===== Records provided

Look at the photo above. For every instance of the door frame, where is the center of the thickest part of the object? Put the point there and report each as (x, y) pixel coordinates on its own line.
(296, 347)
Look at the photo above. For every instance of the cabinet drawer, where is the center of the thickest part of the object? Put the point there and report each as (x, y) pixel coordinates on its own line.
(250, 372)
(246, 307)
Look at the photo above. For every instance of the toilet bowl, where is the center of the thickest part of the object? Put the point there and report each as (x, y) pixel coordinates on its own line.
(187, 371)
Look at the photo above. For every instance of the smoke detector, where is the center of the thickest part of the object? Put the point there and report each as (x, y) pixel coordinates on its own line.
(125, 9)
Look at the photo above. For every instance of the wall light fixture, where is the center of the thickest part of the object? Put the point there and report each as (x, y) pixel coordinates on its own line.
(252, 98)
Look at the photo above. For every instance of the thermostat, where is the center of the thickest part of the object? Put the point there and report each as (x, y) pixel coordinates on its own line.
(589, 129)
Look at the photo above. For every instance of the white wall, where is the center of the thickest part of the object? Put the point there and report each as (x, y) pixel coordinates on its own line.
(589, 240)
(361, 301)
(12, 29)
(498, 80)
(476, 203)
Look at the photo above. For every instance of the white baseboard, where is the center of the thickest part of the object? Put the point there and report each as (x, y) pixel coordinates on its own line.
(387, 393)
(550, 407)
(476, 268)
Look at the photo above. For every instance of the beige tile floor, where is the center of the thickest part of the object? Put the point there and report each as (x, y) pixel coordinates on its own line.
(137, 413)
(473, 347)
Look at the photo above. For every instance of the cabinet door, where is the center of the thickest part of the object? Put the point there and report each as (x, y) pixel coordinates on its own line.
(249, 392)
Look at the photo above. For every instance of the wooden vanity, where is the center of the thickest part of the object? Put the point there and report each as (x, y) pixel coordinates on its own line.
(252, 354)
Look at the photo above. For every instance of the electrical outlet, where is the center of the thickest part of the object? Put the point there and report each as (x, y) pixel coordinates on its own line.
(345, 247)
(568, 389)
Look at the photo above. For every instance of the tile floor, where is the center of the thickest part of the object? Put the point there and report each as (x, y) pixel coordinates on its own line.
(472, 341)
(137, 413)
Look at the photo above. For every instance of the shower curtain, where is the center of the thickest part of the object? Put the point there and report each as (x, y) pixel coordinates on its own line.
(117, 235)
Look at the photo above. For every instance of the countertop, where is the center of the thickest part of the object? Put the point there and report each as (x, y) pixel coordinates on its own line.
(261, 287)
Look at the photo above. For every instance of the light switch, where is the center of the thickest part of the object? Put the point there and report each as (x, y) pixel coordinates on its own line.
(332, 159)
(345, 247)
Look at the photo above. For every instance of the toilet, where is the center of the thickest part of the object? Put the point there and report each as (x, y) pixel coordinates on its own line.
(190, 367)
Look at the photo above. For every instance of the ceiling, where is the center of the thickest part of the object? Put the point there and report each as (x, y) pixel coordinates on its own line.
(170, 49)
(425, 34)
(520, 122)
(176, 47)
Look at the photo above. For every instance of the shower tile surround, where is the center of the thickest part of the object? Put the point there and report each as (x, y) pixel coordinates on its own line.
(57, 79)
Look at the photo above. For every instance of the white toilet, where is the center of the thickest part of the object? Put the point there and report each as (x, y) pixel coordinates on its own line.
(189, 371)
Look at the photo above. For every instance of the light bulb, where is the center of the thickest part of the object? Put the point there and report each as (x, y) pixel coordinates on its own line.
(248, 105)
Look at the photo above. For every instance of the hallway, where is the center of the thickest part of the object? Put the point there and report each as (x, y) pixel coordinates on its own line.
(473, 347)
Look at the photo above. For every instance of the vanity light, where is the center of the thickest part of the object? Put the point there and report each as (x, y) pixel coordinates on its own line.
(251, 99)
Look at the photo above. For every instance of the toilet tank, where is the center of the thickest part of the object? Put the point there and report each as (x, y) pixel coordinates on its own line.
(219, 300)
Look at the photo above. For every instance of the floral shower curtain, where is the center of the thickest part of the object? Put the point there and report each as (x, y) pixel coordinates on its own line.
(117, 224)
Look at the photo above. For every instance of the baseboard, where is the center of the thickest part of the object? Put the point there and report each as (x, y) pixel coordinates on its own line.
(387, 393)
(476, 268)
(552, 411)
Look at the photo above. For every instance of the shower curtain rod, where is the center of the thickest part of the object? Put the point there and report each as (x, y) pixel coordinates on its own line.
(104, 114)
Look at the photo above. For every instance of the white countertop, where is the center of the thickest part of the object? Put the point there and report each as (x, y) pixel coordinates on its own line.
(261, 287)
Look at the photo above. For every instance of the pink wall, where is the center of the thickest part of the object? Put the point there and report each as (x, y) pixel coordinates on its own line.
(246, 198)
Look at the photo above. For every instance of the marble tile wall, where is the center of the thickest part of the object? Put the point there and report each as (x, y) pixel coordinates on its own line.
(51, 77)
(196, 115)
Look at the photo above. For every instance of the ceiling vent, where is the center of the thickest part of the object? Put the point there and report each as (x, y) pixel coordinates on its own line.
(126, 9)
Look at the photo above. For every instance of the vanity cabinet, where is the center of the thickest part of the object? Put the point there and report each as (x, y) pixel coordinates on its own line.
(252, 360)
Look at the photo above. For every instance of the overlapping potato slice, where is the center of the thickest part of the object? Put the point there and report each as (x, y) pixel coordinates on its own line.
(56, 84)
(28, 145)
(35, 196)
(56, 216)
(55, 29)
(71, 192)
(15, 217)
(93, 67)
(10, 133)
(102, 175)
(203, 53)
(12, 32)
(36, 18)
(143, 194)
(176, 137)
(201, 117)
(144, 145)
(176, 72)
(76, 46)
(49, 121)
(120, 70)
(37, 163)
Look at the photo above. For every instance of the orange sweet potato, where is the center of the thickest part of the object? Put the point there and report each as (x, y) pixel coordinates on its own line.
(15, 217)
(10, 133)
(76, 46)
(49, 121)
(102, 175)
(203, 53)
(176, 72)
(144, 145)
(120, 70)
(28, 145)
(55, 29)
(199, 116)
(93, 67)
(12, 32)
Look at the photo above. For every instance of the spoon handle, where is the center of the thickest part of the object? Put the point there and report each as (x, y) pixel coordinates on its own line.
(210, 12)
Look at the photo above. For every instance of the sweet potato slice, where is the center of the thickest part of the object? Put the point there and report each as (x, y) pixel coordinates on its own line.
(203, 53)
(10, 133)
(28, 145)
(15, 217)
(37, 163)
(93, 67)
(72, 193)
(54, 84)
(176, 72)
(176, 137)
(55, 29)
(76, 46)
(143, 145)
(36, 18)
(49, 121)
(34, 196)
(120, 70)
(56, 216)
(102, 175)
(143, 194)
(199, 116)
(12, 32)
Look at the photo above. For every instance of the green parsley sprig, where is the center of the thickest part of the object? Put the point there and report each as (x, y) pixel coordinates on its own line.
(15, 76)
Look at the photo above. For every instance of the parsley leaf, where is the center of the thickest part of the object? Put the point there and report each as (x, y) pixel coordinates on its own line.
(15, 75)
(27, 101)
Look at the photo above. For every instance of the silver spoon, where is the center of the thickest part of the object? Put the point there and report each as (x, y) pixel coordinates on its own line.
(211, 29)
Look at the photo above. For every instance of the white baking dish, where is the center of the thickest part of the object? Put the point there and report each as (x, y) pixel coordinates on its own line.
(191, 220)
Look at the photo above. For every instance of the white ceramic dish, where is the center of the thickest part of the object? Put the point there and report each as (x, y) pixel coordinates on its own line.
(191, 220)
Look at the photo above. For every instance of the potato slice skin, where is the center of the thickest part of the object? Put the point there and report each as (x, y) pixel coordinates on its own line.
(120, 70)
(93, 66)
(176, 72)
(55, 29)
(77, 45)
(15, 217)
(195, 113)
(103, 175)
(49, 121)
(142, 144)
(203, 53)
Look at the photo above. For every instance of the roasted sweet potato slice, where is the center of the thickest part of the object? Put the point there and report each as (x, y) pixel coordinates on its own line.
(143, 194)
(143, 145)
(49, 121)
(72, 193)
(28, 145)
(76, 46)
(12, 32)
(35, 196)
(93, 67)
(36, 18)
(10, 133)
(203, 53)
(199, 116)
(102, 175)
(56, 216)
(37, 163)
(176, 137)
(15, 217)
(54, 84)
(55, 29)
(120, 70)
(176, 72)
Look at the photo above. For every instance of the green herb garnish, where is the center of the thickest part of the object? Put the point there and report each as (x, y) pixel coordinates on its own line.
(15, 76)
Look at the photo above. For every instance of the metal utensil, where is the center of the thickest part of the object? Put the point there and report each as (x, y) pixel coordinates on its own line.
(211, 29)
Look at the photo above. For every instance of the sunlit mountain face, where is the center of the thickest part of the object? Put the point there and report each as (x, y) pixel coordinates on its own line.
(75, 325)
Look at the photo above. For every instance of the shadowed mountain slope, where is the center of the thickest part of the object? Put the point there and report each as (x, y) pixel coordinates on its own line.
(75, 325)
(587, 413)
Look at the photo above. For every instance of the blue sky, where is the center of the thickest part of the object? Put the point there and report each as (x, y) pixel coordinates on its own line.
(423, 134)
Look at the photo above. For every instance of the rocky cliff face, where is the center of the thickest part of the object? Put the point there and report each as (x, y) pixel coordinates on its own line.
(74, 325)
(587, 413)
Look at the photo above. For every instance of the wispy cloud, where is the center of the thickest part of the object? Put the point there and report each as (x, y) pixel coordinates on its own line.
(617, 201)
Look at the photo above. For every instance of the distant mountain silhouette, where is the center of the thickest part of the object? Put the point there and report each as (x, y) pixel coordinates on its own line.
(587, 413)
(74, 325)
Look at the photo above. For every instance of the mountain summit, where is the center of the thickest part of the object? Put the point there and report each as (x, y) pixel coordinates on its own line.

==========

■ **Work order**
Return exactly the lines in the records above, beginning with the one that holds "Look at the photo above. For every instance of the rocky" and ending with the last.

■ **Exercise response**
Look at the photo above. For every instance of the rocky cliff face, where is the center of the thickest part of the object? Put the point there and report each as (x, y) pixel coordinates on its own line.
(74, 325)
(587, 413)
Look at the photo above. For every instance of the wispy cloud, where is the center of the thickest part of the object? Put the point there and report each as (x, y) pixel coordinates on its own line.
(617, 201)
Look at the photo above. For every instance of the distant mountain silhouette, where is the center of the thickest part of the object? Put the point there and report each as (x, y) pixel coordinates on its own line.
(587, 413)
(74, 325)
Look at the photo above. For every instance of the mountain summit, where is the center of the thickest part of the object? Put the point there and report each as (x, y) pixel coordinates on its own line.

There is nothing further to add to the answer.